DOCUMENT EXCERPT
▶
It is pleasing to report that the Captain Cook Society’s website continues to attract visits from around the world. Some of these visitors take advantage of the site’s facility to leave comments, and/or ask a question. The questions have covered a wide range of issues.1
However, in the past six months, three visitors to the website have posed exactly the same question—“Did Captain Cook bring any Polynesians back to England?”
When I asked them why they were seeking this information, they all gave me the same reply; they were intrigued to know about their ancestry and had had their DNA analysed. They had seen the adverts which appear on television, and in genealogical magazines. These adverts claim that DNA analysis can show the percentage arising from ancestors of different ethnic populations.
The organisations providing this DNA service offer analyses at different levels of examination. Those offering the highest level of analysis claim to be able to identify strains of DNA from over 150 ancestral regions of the world!
The results can be quite surprising. I have heard of people who believed that they were British through and through. They were amazed to find that their DNA showed a small percentage of their ancestry originated in the Iberian Peninsula, with some from Scandinavia. Hence, the three people who had posted the same question on our website had discovered to their surprise that their DNA showed that they had ancestors from Polynesia.
◀
TASKS
(1) List every region of the world that the article on DNA ancestry says people's DNA results traced part of their ancestry to.
(2) Carry on the article on DNA ancestry from the point where it stops.

DATA TO EXAMINE
▶
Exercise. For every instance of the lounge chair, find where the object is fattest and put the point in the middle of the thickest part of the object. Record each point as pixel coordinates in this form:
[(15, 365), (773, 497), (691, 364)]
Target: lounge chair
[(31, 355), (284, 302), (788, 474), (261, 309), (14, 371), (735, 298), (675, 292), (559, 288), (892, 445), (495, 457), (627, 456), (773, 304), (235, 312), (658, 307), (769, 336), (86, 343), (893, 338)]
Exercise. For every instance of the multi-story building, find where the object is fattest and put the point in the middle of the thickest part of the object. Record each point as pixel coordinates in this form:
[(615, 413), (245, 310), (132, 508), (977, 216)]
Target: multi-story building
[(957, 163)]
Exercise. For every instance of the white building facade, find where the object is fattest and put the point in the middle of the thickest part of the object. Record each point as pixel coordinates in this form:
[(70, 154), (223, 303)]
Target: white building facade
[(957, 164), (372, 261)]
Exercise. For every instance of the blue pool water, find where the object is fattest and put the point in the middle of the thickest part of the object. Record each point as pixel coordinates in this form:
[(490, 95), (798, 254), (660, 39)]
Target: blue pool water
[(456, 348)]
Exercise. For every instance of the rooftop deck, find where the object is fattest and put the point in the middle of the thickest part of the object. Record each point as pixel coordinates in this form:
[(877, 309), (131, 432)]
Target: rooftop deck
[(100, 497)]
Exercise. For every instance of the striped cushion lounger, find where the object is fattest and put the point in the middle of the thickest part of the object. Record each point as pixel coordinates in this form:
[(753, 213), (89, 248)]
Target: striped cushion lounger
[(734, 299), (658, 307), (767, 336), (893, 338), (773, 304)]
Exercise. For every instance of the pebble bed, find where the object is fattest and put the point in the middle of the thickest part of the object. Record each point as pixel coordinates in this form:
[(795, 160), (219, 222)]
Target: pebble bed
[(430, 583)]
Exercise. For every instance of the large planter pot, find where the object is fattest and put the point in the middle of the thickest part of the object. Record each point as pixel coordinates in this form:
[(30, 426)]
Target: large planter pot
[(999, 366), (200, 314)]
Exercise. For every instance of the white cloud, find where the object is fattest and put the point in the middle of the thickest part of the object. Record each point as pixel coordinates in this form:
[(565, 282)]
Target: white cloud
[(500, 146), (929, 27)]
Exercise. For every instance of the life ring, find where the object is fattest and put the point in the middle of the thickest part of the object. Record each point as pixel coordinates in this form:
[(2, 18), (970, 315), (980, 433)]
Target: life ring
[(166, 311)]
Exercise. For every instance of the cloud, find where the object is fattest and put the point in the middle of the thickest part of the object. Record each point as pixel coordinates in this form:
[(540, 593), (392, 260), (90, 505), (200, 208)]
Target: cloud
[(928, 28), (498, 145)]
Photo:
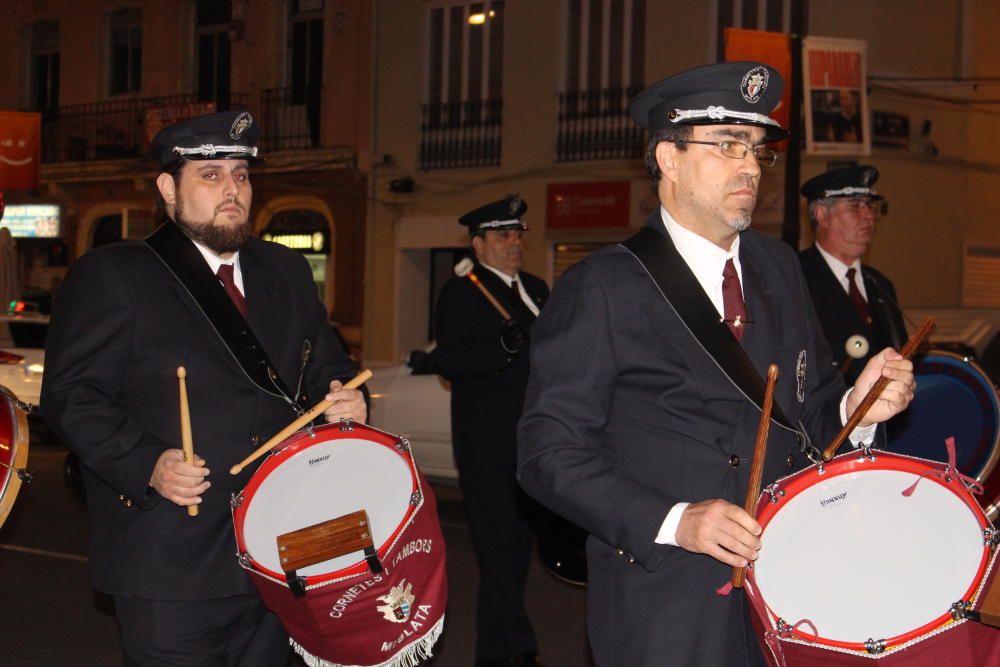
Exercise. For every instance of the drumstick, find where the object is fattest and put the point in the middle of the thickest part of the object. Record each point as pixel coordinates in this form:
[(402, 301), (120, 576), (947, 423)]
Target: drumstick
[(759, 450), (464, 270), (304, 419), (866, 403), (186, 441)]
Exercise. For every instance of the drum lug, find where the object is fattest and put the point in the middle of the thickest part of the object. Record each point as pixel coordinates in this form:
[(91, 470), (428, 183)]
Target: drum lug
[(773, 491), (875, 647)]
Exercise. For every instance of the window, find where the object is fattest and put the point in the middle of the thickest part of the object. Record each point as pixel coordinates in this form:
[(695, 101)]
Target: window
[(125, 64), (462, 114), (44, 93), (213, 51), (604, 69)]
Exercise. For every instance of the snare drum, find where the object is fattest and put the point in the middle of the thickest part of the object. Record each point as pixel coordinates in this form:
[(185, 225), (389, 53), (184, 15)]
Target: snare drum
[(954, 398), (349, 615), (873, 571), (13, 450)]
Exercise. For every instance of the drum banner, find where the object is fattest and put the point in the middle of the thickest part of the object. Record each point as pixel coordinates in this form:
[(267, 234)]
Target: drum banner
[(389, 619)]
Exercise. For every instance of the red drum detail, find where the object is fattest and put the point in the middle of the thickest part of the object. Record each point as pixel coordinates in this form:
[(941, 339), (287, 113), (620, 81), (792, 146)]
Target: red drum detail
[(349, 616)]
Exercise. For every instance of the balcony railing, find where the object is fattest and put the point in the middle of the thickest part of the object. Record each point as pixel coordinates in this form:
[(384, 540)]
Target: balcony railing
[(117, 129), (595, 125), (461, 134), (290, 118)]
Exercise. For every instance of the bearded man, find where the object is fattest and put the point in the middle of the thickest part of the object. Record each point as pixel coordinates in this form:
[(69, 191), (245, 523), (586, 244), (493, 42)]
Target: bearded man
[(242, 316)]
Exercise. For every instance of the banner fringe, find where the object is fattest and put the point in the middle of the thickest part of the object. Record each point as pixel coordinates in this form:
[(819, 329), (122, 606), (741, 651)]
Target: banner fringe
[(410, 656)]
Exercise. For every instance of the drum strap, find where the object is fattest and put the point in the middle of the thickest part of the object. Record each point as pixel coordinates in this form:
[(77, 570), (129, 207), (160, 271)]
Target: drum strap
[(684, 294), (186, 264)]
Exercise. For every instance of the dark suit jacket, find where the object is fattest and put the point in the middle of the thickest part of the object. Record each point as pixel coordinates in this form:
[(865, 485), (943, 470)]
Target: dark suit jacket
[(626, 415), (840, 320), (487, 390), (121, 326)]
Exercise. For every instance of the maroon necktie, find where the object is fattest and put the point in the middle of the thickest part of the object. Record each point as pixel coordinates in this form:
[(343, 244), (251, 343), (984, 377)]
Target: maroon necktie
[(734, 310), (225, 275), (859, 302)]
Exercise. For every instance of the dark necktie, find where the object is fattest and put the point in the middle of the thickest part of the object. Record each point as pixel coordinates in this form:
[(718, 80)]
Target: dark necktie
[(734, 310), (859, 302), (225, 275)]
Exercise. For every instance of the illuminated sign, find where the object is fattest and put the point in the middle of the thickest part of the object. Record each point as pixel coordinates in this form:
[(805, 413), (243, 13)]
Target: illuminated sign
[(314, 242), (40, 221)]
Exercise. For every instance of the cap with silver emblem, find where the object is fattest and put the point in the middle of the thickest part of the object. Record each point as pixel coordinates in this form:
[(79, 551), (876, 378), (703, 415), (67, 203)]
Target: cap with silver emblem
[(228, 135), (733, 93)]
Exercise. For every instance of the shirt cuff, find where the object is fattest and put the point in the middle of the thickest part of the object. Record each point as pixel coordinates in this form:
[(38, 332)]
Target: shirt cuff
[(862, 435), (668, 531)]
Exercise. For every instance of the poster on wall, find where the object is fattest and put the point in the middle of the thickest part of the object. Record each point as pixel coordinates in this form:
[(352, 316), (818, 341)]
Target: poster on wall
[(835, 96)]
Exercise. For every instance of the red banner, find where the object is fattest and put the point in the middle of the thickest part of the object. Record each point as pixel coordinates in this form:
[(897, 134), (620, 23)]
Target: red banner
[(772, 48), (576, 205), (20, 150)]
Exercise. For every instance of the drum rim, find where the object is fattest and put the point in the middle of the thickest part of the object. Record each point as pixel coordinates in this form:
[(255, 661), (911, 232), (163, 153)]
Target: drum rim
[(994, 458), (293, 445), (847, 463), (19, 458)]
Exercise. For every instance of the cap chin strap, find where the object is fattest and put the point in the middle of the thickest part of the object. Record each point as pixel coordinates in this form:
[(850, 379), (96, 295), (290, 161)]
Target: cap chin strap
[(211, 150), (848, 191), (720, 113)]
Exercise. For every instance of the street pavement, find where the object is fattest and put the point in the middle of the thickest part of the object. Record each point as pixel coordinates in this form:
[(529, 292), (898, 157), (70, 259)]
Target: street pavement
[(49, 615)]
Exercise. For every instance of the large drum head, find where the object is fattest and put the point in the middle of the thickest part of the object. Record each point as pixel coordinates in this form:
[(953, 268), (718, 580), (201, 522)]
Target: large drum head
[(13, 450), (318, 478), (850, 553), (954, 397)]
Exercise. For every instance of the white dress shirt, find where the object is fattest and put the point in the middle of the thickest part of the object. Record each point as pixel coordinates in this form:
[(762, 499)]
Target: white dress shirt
◀
ANSWERS BY ITEM
(1)
Iberian Peninsula
Scandinavia
Polynesia

(2)
In researching how Polynesians might have made their way to the UK, they encountered the story of Captain Cook and his three voyages to the Pacific.
In answering their direct question I told them how Omai had been brought to London in 1774. But he was here for only two years before being returned to Polynesia by Captain Cook on his Third Voyage.
The most likely explanation for Polynesian ancestry in the UK is as follows. When the accounts of Cook’s voyages were published, news of whales occurring in the Pacific Ocean came to the attention of whaling companies. Ships that had previously headed north for the “Greenland trade” were now sent south, and around Cape Horn to the new hunting grounds. When some members of the company died through accident or disease, a ship’s captain maintained the numbers of his men by recruiting from those Pacific islands that he visited for provisions. It was these islanders who returned to the UK on the whaling ships, who were the most likely source of the Polynesian DNA found in today’s population.
The appearance of Polynesians in the UK must have been a rare occurrence in the early 1800s as local newspapers sometimes reported their arrival in town. Here is an example of one such report.
A few days ago the youngest son of Crang-a-low, King of Easter Island, was baptized at Rotherhithe Church, in the name of Henry Easter, after the Island. This Prince came to England six years ago, in the ship Adventure, Capt. Page, South-whaler, who touched there to refresh the crew, they having the scurvy.2
Here is another example.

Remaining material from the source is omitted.